* Work required *
Please copy the material below word for word, leaving out the pictures.

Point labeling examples
** start **
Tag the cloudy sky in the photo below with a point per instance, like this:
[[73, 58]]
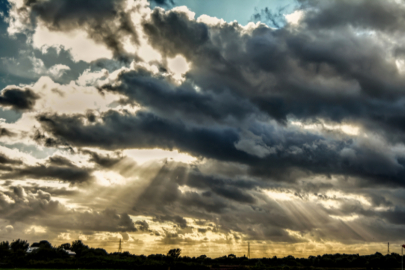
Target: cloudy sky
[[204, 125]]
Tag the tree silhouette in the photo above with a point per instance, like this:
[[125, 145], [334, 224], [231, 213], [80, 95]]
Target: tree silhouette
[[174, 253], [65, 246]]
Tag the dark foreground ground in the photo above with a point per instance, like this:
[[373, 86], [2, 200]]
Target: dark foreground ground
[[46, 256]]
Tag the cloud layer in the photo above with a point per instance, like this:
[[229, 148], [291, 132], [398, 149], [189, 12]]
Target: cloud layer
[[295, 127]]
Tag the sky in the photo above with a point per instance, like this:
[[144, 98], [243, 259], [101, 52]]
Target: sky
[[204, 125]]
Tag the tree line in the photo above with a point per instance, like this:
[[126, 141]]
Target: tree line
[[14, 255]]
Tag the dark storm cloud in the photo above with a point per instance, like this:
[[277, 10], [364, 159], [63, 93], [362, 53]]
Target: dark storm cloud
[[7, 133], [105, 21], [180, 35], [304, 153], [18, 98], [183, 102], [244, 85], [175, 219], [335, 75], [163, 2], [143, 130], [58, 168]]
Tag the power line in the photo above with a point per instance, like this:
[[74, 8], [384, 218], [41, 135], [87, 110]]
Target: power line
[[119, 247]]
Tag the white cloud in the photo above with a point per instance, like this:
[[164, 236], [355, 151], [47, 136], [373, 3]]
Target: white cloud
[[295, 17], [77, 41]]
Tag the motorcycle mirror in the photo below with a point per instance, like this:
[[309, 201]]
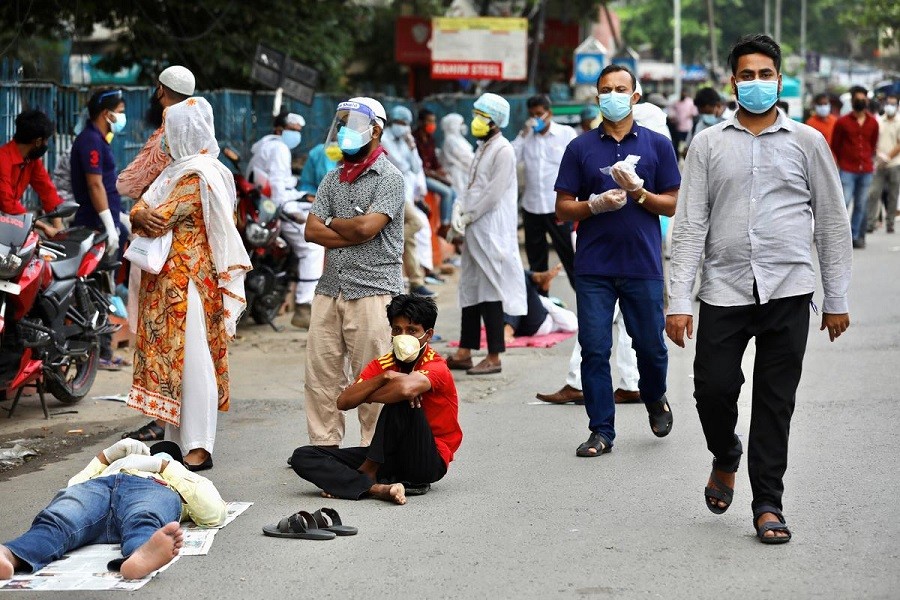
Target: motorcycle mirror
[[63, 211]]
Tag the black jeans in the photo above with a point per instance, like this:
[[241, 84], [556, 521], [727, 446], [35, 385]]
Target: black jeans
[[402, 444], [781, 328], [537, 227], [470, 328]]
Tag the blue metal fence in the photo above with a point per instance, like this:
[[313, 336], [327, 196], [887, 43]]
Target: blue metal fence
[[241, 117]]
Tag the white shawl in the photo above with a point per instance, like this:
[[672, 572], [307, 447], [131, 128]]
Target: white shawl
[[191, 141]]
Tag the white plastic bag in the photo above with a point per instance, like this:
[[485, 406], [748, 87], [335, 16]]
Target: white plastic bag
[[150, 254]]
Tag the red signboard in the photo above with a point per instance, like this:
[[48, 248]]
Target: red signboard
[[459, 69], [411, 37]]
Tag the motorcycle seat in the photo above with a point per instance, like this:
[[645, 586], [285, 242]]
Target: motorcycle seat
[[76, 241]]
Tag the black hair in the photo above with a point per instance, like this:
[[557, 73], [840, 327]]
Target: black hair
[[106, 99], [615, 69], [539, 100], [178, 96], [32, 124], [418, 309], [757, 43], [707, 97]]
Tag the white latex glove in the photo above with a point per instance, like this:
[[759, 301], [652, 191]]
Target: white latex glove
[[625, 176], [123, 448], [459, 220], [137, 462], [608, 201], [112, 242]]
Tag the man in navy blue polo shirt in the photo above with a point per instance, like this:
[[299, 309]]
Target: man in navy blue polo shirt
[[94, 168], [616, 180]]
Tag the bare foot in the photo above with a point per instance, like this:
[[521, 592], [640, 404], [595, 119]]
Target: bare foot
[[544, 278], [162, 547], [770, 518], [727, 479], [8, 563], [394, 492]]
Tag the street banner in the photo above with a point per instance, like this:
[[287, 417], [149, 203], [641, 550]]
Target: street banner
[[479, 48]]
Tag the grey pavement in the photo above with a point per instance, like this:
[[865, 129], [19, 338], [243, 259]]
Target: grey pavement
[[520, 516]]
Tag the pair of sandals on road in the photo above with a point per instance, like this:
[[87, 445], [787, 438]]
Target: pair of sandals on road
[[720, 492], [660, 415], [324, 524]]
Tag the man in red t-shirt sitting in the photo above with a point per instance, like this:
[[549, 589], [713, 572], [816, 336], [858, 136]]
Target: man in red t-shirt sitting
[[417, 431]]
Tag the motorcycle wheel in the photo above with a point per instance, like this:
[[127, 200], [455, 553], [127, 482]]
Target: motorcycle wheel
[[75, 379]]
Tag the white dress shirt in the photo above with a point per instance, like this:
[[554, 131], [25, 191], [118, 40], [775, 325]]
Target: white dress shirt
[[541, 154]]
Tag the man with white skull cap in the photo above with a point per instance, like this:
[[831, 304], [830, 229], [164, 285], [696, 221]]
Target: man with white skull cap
** end **
* Correct result *
Tag the cloudy sky in the photo below with a point per instance, like this:
[[73, 58]]
Target: cloudy sky
[[204, 125]]
Tag the tree silhouette in the photo above with a point per instance, like this:
[[125, 145], [334, 224], [231, 213], [80, 95]]
Target: tree silhouette
[[174, 253], [65, 246]]
Tag the dark foreground ground in the photo above with a point per instance, like this:
[[373, 86], [2, 200]]
Target: dark foreground ground
[[46, 256]]
Tag the cloud layer in the photo above with a point per instance, like this:
[[229, 148], [291, 132], [398, 149], [189, 12]]
Target: cloud layer
[[295, 127]]
Tag the sky in the photo above with a point per instance, like this:
[[144, 98], [243, 259], [101, 52]]
Target: sky
[[204, 125]]
Tag the tree line in the photo above with a point per instance, like this:
[[126, 141]]
Target: tree line
[[14, 255]]
Tag the dark storm cloud in the photo above with a point per instance, like this:
[[277, 10], [364, 159], [63, 93], [362, 53]]
Target: dark storm cloud
[[7, 133], [105, 21], [180, 35], [304, 153], [18, 98], [183, 102], [244, 85], [175, 219], [335, 75], [163, 2], [143, 130], [58, 168]]
Tag the power line in the photo above with a point per instance, like this:
[[74, 8], [384, 218], [41, 135], [87, 110]]
Target: power line
[[119, 247]]
Tag the white cloud in the photo above with a point per instance, like this:
[[164, 236], [355, 151], [47, 136], [373, 3]]
Target: white cloud
[[295, 17], [77, 41]]
Tag the motorcycle mirror in the photo below with a point per instance, like this:
[[309, 201]]
Target: motorcycle mirror
[[63, 211]]
Tag the black jeans in the photo above with a point per instance, like this:
[[241, 84], [556, 521], [727, 446], [35, 385]]
Target: black jeans
[[402, 444], [781, 328], [537, 227], [470, 328]]
Tag the blue metal fence in the photo above with a point per instance, like this:
[[313, 336], [327, 196], [887, 43]]
Target: blue metal fence
[[241, 117]]
Tag the white shawl in the photo above with a point per instance, like this:
[[672, 572], [307, 447], [131, 128]]
Target: white shawl
[[191, 141]]
Tag the white plastic bag in the photo above with a point per instance, like this:
[[485, 406], [748, 87], [335, 16]]
Target: white plastic bag
[[150, 254]]
Tag the red signboard in the photo above with a point per instance, like this:
[[48, 248]]
Target: red signboard
[[459, 69], [411, 37]]
Tag the motorcycle seat in the photo above with a point per instance, like this:
[[645, 586], [285, 242]]
Target: motorcycle seat
[[76, 241]]
Tag the black hair in the photo above with a point per instance, like this:
[[557, 73], [840, 327]]
Target: black hair
[[106, 99], [615, 69], [539, 100], [178, 96], [32, 124], [418, 309], [757, 43], [707, 97]]
Tag the white latex glove in the photo above with a point per instance, like this:
[[759, 301], [652, 191]]
Target: white latex glove
[[625, 176], [123, 448], [459, 220], [137, 462], [608, 201], [112, 242]]
Tag the man in navy blue polo shirt in the photo above with a point per instance, like this:
[[299, 309]]
Target: man in navy blue polo shirt
[[94, 168], [616, 180]]
Tag the bare foot in the photo above with a point per instance, like this:
[[521, 592], [640, 404], [595, 119]]
Target: bare foot
[[544, 278], [162, 547], [770, 518], [727, 479], [8, 563], [394, 492]]
Tag the street banner in the photo above with a point per instance, like this:
[[287, 417], [149, 203], [641, 550]]
Target: street banner
[[479, 48]]
Tag the grey pavement in the photo above with a point per instance, like this:
[[865, 129], [19, 338], [243, 259]]
Target: grey pavement
[[520, 516]]
Tag the pair of sandals on road in the photo above with a point per instance, like this:
[[87, 445], [787, 438]]
Target: pair of sandals on road
[[720, 492], [660, 415], [324, 524]]
Tag the man in red t-shirt sitting in the photo above with a point per instance, like this:
[[549, 589], [713, 572], [816, 336], [858, 136]]
Target: man in red t-shirt sitting
[[417, 431]]
Tag the motorcycle wheel in the photo above with a point per instance, like this:
[[127, 200], [455, 553], [127, 482]]
Target: motorcycle wheel
[[75, 379]]
Tag the white dress shirt in the photo above with a point per instance, like this:
[[554, 131], [25, 191], [118, 40], [775, 325]]
Target: white dress shirt
[[541, 154]]
Tag the man with white skull cap in the photo above with a point per instance, like this:
[[831, 304], [830, 229], [164, 285], [696, 221]]
Target: man with white skull cap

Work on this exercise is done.